WHAT TO WORK ON =
Every line below should be copied out exactly.

[Records from a collection]
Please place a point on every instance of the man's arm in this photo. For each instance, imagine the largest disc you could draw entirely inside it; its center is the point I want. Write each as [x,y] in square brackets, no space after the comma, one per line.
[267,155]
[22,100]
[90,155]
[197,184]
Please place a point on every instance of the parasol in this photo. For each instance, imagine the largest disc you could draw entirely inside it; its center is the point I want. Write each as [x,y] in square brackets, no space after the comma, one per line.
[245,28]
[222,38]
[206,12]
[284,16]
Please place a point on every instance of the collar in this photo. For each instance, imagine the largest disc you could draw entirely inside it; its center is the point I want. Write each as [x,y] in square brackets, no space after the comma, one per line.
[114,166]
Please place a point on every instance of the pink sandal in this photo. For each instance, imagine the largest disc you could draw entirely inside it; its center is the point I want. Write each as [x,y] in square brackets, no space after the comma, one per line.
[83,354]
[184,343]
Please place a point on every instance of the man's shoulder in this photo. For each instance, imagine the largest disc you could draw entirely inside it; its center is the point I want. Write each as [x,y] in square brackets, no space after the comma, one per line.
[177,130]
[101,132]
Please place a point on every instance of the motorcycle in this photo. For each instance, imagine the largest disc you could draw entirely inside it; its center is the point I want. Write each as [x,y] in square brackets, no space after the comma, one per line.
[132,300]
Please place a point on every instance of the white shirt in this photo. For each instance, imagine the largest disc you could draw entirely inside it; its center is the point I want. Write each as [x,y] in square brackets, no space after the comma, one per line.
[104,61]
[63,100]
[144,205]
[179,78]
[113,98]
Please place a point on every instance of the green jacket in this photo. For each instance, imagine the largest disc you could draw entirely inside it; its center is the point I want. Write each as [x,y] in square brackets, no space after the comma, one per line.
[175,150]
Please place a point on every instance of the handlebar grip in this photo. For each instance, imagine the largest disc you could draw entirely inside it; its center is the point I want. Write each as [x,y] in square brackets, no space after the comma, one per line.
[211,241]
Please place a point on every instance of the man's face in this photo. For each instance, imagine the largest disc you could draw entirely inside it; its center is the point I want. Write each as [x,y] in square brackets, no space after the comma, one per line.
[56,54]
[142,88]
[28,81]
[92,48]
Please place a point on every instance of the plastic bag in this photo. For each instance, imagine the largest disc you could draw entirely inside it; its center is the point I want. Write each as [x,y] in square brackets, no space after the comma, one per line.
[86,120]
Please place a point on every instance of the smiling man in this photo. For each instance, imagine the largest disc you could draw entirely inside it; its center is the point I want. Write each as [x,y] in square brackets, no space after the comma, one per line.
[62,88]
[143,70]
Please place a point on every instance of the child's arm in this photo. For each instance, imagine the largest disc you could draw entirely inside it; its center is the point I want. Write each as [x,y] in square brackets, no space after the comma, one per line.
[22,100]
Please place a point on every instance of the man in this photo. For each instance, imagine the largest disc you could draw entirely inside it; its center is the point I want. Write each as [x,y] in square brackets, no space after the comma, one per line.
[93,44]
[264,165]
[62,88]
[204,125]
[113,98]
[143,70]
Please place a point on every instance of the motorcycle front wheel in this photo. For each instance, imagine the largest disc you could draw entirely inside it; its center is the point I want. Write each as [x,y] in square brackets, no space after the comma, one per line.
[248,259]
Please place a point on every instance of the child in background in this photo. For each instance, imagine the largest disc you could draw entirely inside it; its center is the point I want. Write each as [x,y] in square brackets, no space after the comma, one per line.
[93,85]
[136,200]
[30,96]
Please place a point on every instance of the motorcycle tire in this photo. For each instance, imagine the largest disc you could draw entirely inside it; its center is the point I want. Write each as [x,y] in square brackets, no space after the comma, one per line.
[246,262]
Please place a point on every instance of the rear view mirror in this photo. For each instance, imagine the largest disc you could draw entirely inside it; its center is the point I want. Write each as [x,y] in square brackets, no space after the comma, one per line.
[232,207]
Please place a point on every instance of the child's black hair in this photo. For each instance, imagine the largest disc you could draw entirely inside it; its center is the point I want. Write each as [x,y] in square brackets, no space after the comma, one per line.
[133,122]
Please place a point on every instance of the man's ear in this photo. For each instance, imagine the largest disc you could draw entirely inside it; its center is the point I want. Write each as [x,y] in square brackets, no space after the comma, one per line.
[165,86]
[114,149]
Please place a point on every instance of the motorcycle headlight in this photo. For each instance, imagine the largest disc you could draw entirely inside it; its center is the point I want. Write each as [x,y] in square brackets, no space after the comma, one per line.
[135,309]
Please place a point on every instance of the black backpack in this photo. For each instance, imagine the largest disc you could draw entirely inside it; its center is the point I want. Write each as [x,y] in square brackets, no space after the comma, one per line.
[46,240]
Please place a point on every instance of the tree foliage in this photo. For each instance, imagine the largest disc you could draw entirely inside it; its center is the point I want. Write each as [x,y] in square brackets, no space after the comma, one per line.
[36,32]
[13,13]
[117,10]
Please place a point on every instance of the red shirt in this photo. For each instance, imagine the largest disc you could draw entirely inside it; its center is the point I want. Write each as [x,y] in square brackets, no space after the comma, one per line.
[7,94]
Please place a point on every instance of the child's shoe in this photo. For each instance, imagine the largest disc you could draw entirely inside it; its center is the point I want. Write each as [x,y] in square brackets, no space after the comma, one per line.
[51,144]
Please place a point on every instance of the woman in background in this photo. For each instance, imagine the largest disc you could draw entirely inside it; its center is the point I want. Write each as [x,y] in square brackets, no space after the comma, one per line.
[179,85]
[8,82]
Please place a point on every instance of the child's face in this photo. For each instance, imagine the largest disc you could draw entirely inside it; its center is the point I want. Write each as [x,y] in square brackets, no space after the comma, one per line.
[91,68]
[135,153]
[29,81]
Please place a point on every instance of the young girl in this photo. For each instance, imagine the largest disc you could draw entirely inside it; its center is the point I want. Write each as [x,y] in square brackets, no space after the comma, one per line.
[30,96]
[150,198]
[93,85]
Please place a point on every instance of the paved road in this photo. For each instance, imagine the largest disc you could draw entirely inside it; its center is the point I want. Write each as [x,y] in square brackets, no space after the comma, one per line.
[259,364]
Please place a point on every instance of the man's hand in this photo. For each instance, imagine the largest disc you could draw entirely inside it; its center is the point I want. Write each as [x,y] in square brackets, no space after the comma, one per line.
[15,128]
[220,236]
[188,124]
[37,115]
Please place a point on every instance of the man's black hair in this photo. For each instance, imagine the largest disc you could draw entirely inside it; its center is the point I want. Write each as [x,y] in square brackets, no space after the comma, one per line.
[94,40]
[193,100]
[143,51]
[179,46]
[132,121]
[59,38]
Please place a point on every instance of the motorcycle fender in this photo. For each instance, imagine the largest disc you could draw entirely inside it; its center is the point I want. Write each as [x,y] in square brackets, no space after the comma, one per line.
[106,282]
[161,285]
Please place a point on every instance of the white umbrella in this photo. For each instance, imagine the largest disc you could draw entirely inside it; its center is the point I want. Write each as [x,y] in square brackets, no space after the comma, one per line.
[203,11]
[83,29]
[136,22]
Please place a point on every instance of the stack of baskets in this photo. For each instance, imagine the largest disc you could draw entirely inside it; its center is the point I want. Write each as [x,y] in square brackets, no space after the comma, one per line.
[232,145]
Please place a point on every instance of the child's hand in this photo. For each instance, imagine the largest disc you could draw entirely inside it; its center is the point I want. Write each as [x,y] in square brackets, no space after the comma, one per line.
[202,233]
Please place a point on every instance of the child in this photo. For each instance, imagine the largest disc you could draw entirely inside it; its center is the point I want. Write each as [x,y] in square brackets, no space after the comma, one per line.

REPLY =
Please place a point on every instance of the man's arm in this photo. For each instance, imagine the largest disc you could draw entirely inside it; its center is the point I want. Write each as [x,y] in square brackets, no space after the comma, one per line.
[267,155]
[22,100]
[90,155]
[197,184]
Please place a point on every instance of the parasol in this photo. For each instance, imagine the largest disc you could draw entirely inside it; its center is the point I want. Write each as [x,y] in square brackets, no space after the comma, one per line.
[245,28]
[222,38]
[206,12]
[284,16]
Please place a point on every instance of the collar in this photo. For each instance, imagine the largest disc you could draw entirely inside it; its center is the point I want. Write each as [x,y] in square brackets, no space after the comma, one per line.
[114,166]
Please place a point on every instance of the pink sandal in this photo. For each instance, imagine the largest disc you could draw entirely inside it; its center is the point I want. Write each as [x,y] in square brackets, no space after the comma, one per line.
[83,354]
[184,343]
Please place a point on every instance of the man's shoulder in this photo. For each instance, imagine the largest disc you could draw entirely inside it; its center is the point I want. Write each as [x,y] in square brackets, no space after the comma, one per line.
[177,130]
[101,132]
Please place a point on every instance of the motorcycle in this photo. For each instance, imagine the largest disc you could draw entirely inside it; its center is the point I want. Write each as [x,y] in square brackets, no space after the comma, one per line.
[132,300]
Please place a point on every instance of the white shirt in this photo. For each instance, imagine the largest disc you could draw entirely inside it; its center is the point I want. Write each as [x,y] in square brackets, no space after the comma, one per line.
[104,61]
[63,100]
[144,205]
[179,78]
[113,98]
Please place a point on every instance of the green jacket in this photo. For each instance, imagine the largest disc you could draw entirely inside it; its center is the point I want. Write each as [x,y] in square brackets, no space after the comma, one per line.
[175,150]
Please place a point on every instance of the handlebar grip in this photo. For each instance, imagine the largest disc you could draw entirely inside it; its center is the point I want. Write each as [x,y] in square brackets, no space after the comma, one per line.
[211,241]
Please place a point on every instance of the man's face in this photo. For each instance, imagine the largest disc you could draw entirely inside it; its center is the point I want. Write each as [x,y] in square brackets, no space after the comma, one per line.
[56,54]
[142,88]
[28,81]
[92,48]
Please place a point on every instance of the plastic bag in this photo. For each instance, imagine the largest disc you could draw entirely inside it; its center is the point I want. Write each as [x,y] in square brackets, no space after the comma, one per line.
[86,120]
Please place a point on every instance of the smiling man in this photo. For each instance, imagine the largest disc you could draw entirely inside it; its center is the point I want. Write each as [x,y] in square brackets, no space after the comma, one per line.
[62,88]
[143,70]
Please place a point on every instance of the child's arm in this photo. For each instance, imagine the largest disc you could draw entirely inside it; its center is the point I want. Write each as [x,y] in square brackets, no space after the comma, one per line.
[22,100]
Please place a point on every instance of the man in this photo. For each instance, imagine the largest disc you could draw entirely inside it; its center is the point I want. Write each as [x,y] in square brackets, no space after the comma, one per line.
[93,44]
[264,165]
[62,88]
[204,125]
[113,98]
[143,70]
Please place a point on every instance of the motorcycle front wheel in this photo. For each instance, imagine the largest disc you could draw entirely inside it; its center is the point I want. Write each as [x,y] in square brackets, no space after the comma, one per line.
[248,259]
Please place a point on every instance of the child in background in this photo. For each instance, imagine the largest disc you could draw entirely inside it; its center is the point I want. Write each as [x,y] in square brackets, no space after the comma, one per line.
[93,85]
[136,200]
[30,96]
Please place a point on every instance of the motorcycle tire in this photo. For each instance, imagine the largest disc you could draw entirely inside it; its center is the point I want. Write each as [x,y] in square brackets, no space after the comma, one per line.
[246,262]
Please place a point on every instance of the rear view mirror in this photo. For each instance, imagine the largest disc you could draw entirely inside it; its center is the point I want. Write each as [x,y] in square brackets, no space after the comma, one per line.
[232,207]
Please place a point on every instance of the child's black hair in this photo. For each instance, imagine the largest disc you could draw entirely inside it; its center is the point I want. Write each as [x,y] in square brackets, no space after the comma, one per line.
[133,122]
Please place a point on every instance of the man's ear in this photo. For each instance, imagine the largest disc you could draw entirely inside it; its center is the point I want. Write each as [x,y] in square brackets, no space after the comma, one per line.
[165,86]
[114,149]
Please place a point on every instance of the motorcycle headlight in this photo. For each instance, imagine the largest disc you could draw entirely inside it; its center is the point I want. Write each as [x,y] in square brackets, no space after the comma, one per line.
[135,309]
Please place a point on every instance of the black backpack in this photo. For each instance, imagine the largest disc you could draw entirely inside it; its center is the point I want. Write each as [x,y] in square brackets, no space after the comma, one per line.
[46,240]
Please place a point on every instance of the tree foliage in this photo. For each instance, imagine the largest disc you could draw entirely inside it; its center is the point I want. Write each as [x,y] in square brackets, no space after the comma, one per line.
[36,32]
[13,13]
[117,10]
Please place a point on every instance of the red shirt in this photo. For each instance, imagine the largest disc you could draw entirely inside it; its center is the point I want. Write each as [x,y] in square brackets, no space after the comma, one per line.
[7,94]
Please place a point on every instance of the child's shoe in this photo. For each instance, imagine the largest disc you could draw entirely inside it; its center is the point I want. Write each as [x,y] in square brackets, no space after the comma, one per line.
[51,144]
Please place a point on every instance of the woman in background in this photo. For each instance, imagine the largest disc you could draw entirely inside it; its center is the point I want. Write each as [x,y] in square brackets, no space after the comma, one per line.
[179,85]
[8,82]
Please place a point on every instance of the child's face in this photo. For each instance, imagine the largest disc you could draw entirely inside it; its center is the point I want. Write each as [x,y] in square brackets, no space after the comma, one per line.
[91,68]
[135,153]
[29,81]
Please place a point on every instance of the young girl in this photo. For each instance, imagine the largest disc you could draw entirely inside it; its center is the point I want. Write each as [x,y] in square brackets, no space after the comma, one per line.
[30,96]
[150,198]
[93,85]
Please place a point on every instance of the paved road in this photo. For each instance, imagine the largest disc you could draw entirely inside it; its center is the point I want. Write each as [x,y] in square brackets, no space after the comma, one per line.
[259,364]
Please place a point on every instance of the man's hand in this photo. For each instance, imagine the largest disc you could draw entirely inside it; its center is the point I want. Write each as [x,y] in square brackets, no space after the comma, one per line.
[15,128]
[220,236]
[188,124]
[37,115]
Please place a point on every instance of the man's black hair in this photo. For each instance, imagine the largest disc you could draw entirely inside it; its center is the point I want. Write each as [x,y] in square brackets, no space after the comma, one per line.
[94,40]
[193,100]
[143,51]
[179,46]
[132,121]
[59,38]
Please place a point on every instance of the motorcycle fender in this photo. For each instance, imagine the largest disc you could draw entirely inside it; its center is the point I want. Write each as [x,y] in square brackets, no space after the comma, one per line.
[106,282]
[161,285]
Please place a point on every instance of the white umbrella in this photo. For each instance, imagine the largest disc you could draw entirely inside it; its center is the point I want. Write each as [x,y] in square brackets, no space after the comma, one per line.
[203,11]
[83,29]
[136,22]
Please place a point on every instance of the stack of baskets in this photo. For each instance, imagine the largest disc you could draw entirely inside it; its center is the point I want. Write each as [x,y] in square brackets, no space after the comma, one per line.
[232,145]
Please place a point on every instance of the child's hand in this photo. For each instance, imagine the largest disc you could draw entirely inside it; its center is the point I want. Write each as [x,y] in square brackets, no space after the comma, one per line.
[202,233]
Please place a point on every instance of the child in this photo. For each instance, imagine the largest disc you could draw entirely inside it; its center is the point I want. Write each as [x,y] in square brackets, no space after the comma, one per line.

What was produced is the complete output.